PROMPT: Collect each line of the data below that contains the string "every".

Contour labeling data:
· · · · · · ·

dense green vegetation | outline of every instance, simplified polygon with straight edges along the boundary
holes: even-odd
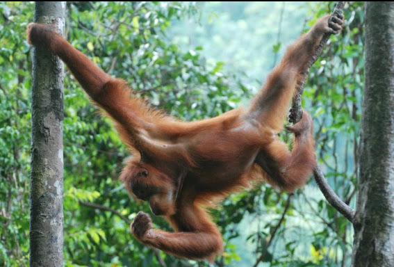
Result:
[[[198,120],[247,104],[286,45],[334,3],[69,2],[67,38],[152,105]],[[6,266],[28,266],[31,60],[24,32],[33,10],[33,3],[0,2],[0,264]],[[347,6],[345,15],[345,29],[331,37],[311,70],[304,98],[326,177],[354,207],[362,4]],[[64,100],[65,265],[151,266],[163,259],[167,266],[208,266],[133,238],[115,211],[131,220],[149,207],[133,200],[117,180],[129,153],[69,73]],[[261,253],[261,266],[350,266],[352,227],[313,181],[291,197],[258,186],[230,196],[212,215],[225,240],[215,266],[250,266]],[[170,229],[158,217],[154,222]]]

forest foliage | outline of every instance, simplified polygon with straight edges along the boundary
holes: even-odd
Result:
[[[154,106],[194,120],[247,105],[286,45],[334,3],[68,2],[66,38]],[[0,264],[6,266],[28,266],[31,48],[25,31],[33,10],[33,2],[0,2]],[[352,2],[344,13],[345,29],[331,38],[311,69],[304,104],[313,117],[325,176],[354,207],[363,6]],[[117,179],[130,154],[66,72],[65,266],[208,266],[133,238],[127,221],[149,211]],[[281,137],[290,141],[287,134]],[[211,214],[225,242],[215,266],[252,266],[262,253],[261,266],[350,266],[352,225],[312,180],[291,196],[257,186],[231,195]],[[159,217],[154,222],[170,230]]]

· · · · · · ·

OUTPUT FOR THIS EXERCISE:
dense green vegetation | outline of every instance, simplified polygon with straight edges along the boundary
forest foliage | outline of every instance, simplified polygon with straight edges along the boundary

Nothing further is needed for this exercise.